● Data
-=-=-=-=-

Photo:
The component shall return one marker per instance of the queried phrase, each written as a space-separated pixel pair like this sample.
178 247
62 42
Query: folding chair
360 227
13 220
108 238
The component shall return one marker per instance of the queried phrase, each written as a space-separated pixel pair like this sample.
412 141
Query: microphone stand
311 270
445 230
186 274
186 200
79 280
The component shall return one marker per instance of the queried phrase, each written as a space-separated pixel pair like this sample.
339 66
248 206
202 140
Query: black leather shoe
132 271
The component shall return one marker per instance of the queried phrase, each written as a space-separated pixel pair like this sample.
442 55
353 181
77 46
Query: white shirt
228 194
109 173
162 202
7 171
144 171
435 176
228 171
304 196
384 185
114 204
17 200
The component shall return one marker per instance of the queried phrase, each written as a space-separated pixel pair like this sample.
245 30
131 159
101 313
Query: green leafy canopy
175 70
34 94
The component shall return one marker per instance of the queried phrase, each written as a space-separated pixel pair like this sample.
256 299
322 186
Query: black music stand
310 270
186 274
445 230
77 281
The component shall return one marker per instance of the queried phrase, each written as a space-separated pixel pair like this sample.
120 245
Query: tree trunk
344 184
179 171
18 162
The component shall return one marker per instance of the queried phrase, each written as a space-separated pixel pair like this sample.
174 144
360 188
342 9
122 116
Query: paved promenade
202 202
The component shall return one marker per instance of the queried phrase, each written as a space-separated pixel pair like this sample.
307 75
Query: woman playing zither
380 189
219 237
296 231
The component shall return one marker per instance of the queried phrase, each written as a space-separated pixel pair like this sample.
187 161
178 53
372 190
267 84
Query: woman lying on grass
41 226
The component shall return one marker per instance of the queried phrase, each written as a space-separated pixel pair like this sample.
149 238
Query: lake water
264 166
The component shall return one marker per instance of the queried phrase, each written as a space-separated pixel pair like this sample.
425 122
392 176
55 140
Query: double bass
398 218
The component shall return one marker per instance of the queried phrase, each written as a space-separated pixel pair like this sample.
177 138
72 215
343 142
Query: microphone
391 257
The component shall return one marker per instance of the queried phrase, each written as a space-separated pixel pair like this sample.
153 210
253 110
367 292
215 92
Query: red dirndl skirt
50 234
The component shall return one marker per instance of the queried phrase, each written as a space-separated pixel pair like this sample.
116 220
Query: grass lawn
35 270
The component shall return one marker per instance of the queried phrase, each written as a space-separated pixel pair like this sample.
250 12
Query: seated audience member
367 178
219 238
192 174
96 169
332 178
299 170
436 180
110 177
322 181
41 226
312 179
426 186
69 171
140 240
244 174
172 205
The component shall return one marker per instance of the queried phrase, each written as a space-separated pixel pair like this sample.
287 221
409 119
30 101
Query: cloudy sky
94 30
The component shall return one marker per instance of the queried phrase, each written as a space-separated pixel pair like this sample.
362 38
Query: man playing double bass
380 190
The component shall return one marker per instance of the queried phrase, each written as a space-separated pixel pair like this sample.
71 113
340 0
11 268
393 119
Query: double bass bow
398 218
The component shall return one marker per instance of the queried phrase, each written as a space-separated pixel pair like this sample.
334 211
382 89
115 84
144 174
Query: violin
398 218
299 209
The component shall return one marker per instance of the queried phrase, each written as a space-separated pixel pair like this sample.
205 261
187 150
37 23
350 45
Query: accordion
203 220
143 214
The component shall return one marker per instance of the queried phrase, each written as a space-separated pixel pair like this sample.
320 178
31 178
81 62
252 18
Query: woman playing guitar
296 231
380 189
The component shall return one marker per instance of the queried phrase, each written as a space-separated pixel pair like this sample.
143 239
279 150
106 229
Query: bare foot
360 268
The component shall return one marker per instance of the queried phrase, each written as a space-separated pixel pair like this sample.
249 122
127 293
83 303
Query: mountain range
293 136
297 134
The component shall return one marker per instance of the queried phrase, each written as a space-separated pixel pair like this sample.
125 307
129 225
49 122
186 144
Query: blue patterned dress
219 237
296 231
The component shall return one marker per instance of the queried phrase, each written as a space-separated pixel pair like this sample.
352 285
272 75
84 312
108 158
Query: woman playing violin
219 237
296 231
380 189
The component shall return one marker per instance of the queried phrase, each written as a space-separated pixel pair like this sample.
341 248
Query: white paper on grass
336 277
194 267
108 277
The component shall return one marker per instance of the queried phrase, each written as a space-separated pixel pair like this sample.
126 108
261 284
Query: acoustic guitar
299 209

-=-=-=-=-

● Assigned task
Print all the records exactly as written.

● Answer section
Photo:
The component shall return one marker per instance of the queried phrase, each written as a space-separated pixel pair like this sample.
178 247
62 42
Query: folding chair
360 227
13 220
108 238
The component shall return one marker per instance of the queried phrase, each written as a space-separated pixel pair like this sample.
412 141
Query: microphone stand
311 270
445 230
186 274
186 200
79 280
The component shall return one marker per instance of the queried phrase, each written as a space-separated pixel pair like this sample.
339 66
248 206
202 140
Query: black leather shoe
132 271
The component shall return one marker per instance of the queried phrase, each written as a space-separated pixel pair like this sample.
442 55
353 181
77 46
Query: white shirt
228 194
109 173
162 202
7 171
144 171
435 176
228 171
304 196
384 185
114 204
17 200
The component shall return one marker per instance of the queried phrase, each written as a space-separated pixel pair like this sample.
245 30
131 159
101 313
Query: green leafy canopy
175 70
34 94
The component shall return one marker per instance of the queried phrase, each written as a space-separated pixel pair like this sample.
256 299
322 186
Query: black music stand
310 270
186 274
445 230
77 281
The component shall return one marker per instance of the queried phrase, each written as a space-separated pixel pair like this sample.
120 245
Query: tree trunk
344 184
179 171
18 162
The component shall return one marker per instance of the queried phrase, each written as a space-separated pixel pair like this sample.
174 144
360 188
342 9
122 116
Query: paved promenade
202 202
The component shall return one marker per instance of the queried phrase, each written as a space-separated pixel pair like this sample.
307 75
Query: woman playing zither
380 189
219 237
296 231
The component shall return one marker per instance of the queried phrase, each written as a space-separated pixel pair like this sample.
187 161
178 53
372 190
267 84
Query: woman lying on grass
41 226
The component shall return one marker per instance of the queried phrase, each written as a space-separated pixel pair like this sample.
149 238
Query: lake water
264 166
The component shall return one marker per instance of the queried phrase, each written as a space-separated pixel pair like this sample.
425 122
392 176
55 140
Query: double bass
398 218
The component shall return one marker per instance of the queried phrase, each written as a space-separated pixel pair like this sample.
177 138
72 215
343 142
Query: microphone
391 257
The component shall return one marker per instance of the queried phrase, each written as a space-separated pixel pair like this sample.
153 210
253 110
367 292
215 92
Query: red dirndl skirt
50 234
The component shall return one marker per instance of the queried phrase, each written as a space-separated pixel pair like this sample.
116 220
Query: grass lawn
35 270
The component shall return one marker per instance of the queried phrase, each written as a space-separated pixel pair like this sample.
250 12
Query: seated audience member
367 178
219 238
192 174
96 169
332 178
299 170
436 180
110 177
322 181
41 226
312 179
426 186
69 171
140 240
244 174
172 205
The component shall return one marker per instance of the queried phrase, each written as a space-separated pixel pair like this sample.
287 221
409 119
30 101
Query: cloudy sky
94 30
The component shall return one marker per instance of the queried phrase, each written as a space-separated pixel pair like this sample.
362 38
Query: man playing double bass
380 190
The component shall return one marker per instance of the queried phrase, each written as a space-separated pixel pair like this sample.
71 113
340 0
11 268
393 119
Query: double bass bow
398 218
The component shall return one marker per instance of the queried phrase, each written as a space-separated pixel pair like this sample.
334 211
382 89
115 84
144 174
Query: violin
398 218
299 209
The component shall return one marker per instance of the queried phrase, each written as a space-separated pixel pair like this sample.
205 261
187 150
37 23
350 45
Query: accordion
203 220
143 214
The component shall return one marker per instance of the queried phrase, each written as a space-separated pixel pair like this sample.
320 178
31 178
81 62
252 18
Query: woman playing guitar
296 231
380 189
The component shall return one marker per instance of the queried phrase, each written as a space-separated pixel pair like this sample.
143 239
279 150
106 229
Query: bare foot
360 268
The component shall return one marker per instance of the queried phrase, each written as a space-separated pixel pair like this sample.
249 122
127 293
83 303
Query: mountain range
293 136
297 134
The component shall return one marker per instance of the queried phrase, each written as a space-separated pixel pair like this sample.
125 307
129 225
49 122
186 144
Query: blue patterned dress
219 237
296 231
The component shall return one marker per instance of the queried phrase, each written as a space-separated pixel pair like this sample.
352 285
272 75
84 312
108 158
Query: woman playing violin
219 237
296 231
380 189
The component shall return one marker per instance of the queried phrase, each written as a space-separated pixel pair like this sample.
341 248
Query: white paper on grass
336 277
194 267
108 277
The component shall return one marker per instance of the queried phrase, each written as a space-separated pixel pair like this sample.
126 108
261 284
Query: acoustic guitar
299 209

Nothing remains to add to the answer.